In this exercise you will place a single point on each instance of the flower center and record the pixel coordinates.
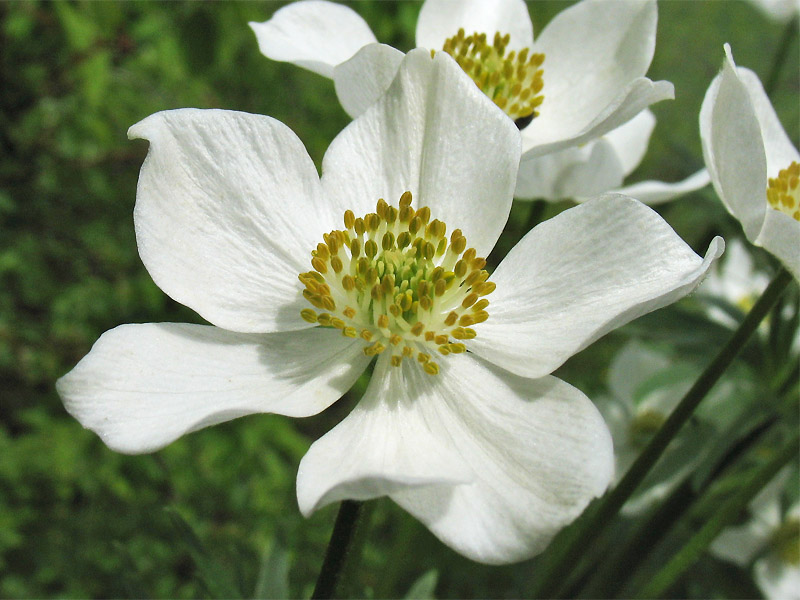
(783, 192)
(786, 541)
(391, 278)
(512, 81)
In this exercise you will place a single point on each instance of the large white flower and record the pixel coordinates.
(753, 165)
(735, 281)
(461, 424)
(582, 77)
(771, 538)
(601, 165)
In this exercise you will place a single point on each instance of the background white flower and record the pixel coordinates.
(600, 166)
(492, 453)
(745, 147)
(644, 386)
(779, 10)
(771, 537)
(595, 57)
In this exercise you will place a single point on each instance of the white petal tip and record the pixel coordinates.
(716, 248)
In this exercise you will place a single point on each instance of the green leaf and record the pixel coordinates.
(217, 579)
(273, 576)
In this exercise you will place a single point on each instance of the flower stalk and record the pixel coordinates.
(726, 514)
(610, 505)
(339, 548)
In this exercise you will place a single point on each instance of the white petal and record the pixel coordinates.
(143, 386)
(385, 444)
(561, 128)
(593, 50)
(364, 78)
(630, 139)
(313, 34)
(780, 235)
(441, 19)
(733, 148)
(653, 192)
(540, 452)
(435, 134)
(778, 147)
(587, 170)
(530, 455)
(227, 215)
(579, 275)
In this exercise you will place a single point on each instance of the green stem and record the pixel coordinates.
(610, 575)
(567, 555)
(338, 548)
(727, 514)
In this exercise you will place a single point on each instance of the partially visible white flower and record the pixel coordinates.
(735, 280)
(778, 10)
(771, 538)
(581, 78)
(600, 166)
(461, 423)
(753, 165)
(644, 386)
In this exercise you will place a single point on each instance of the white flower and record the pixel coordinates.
(753, 165)
(734, 280)
(644, 387)
(461, 423)
(778, 10)
(600, 166)
(772, 538)
(581, 78)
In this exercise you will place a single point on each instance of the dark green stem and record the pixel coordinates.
(338, 548)
(726, 515)
(610, 575)
(609, 506)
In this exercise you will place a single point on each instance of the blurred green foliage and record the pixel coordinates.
(215, 513)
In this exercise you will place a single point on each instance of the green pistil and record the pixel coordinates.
(392, 279)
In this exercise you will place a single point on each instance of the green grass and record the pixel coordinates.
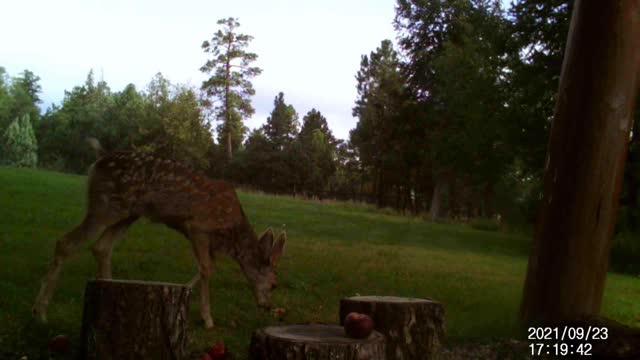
(334, 250)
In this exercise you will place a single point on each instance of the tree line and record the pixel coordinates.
(452, 122)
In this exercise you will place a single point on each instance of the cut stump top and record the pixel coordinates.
(136, 283)
(390, 299)
(317, 334)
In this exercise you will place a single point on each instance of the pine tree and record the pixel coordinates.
(282, 126)
(20, 145)
(228, 90)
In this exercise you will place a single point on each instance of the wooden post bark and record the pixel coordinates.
(314, 341)
(585, 162)
(413, 328)
(134, 320)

────────────────

→ **TASK INSTRUCTIONS**
When you retype the material above, keep every word exact and drop the images.

→ **EXPECTED ANSWER**
In this exercise you will place a single point on each instance of the flower center and record the pixel coordinates.
(783, 192)
(786, 541)
(391, 278)
(512, 81)
In this exercise you will place a single point on each instance of the large white flower and record the pixel coordinates.
(753, 165)
(735, 281)
(461, 424)
(582, 77)
(771, 538)
(601, 165)
In this exercise you will place a single point on each instance of the background white flower and record the pixel coordinates.
(600, 166)
(492, 453)
(745, 147)
(644, 386)
(779, 10)
(771, 537)
(595, 57)
In this exercise you will place a single point on each instance of the white petal tip and record the pixel coordinates.
(716, 248)
In this exercise you will place a single point on each instance of the green leaf and record the pixel coordinates.
(217, 579)
(273, 576)
In this exercise you will place a single point on each instance of the flower stalk and record the pixel coordinates.
(726, 514)
(610, 505)
(339, 548)
In this exercise you will place a single point on each instance of the white petal and record the pixel coordinates.
(143, 386)
(385, 444)
(561, 128)
(593, 50)
(364, 78)
(630, 139)
(313, 34)
(780, 235)
(441, 19)
(733, 148)
(653, 192)
(540, 452)
(435, 134)
(778, 147)
(587, 170)
(530, 455)
(227, 215)
(579, 275)
In this exercise you will place a single point on each instance of the green stem and record the pixel coordinates.
(610, 575)
(567, 555)
(338, 548)
(727, 514)
In this exercise you will place a single point on each instance of the partially visible white flower and record the pixel coordinates.
(735, 280)
(778, 10)
(771, 538)
(581, 78)
(600, 166)
(461, 423)
(753, 165)
(644, 386)
In this exercise you will place a single point on each instance of the white flower and record the pixel coordinates.
(753, 165)
(734, 280)
(644, 387)
(461, 423)
(778, 10)
(600, 166)
(772, 538)
(581, 78)
In this exercise you will place a single point on each instance of the dark green stem and record the pixel coordinates.
(338, 548)
(726, 515)
(610, 575)
(609, 506)
In this exercise you will place a single point on each instance of the blurred green foliage and record the pixel coordinates.
(215, 513)
In this exercise you will place a single point on each instance of the green pistil and record the pixel coordinates.
(392, 279)
In this exercise you will place a single point on each instance of the green grass and record the pixel coordinates.
(334, 250)
In this exercise you will place a single point on each instance of the tree line and record the pixel coordinates.
(452, 122)
In this exercise you will place a single point on each instance of the cut stump top and record the pixel coordinates.
(136, 283)
(390, 299)
(317, 334)
In this exercise you will place a single point on each instance of the pine tree and record the pixel coordinates.
(282, 126)
(20, 145)
(228, 90)
In this exercise you will place a single point on each instance of the wooden post bark and record the pixel coordinates.
(314, 341)
(585, 162)
(413, 328)
(134, 320)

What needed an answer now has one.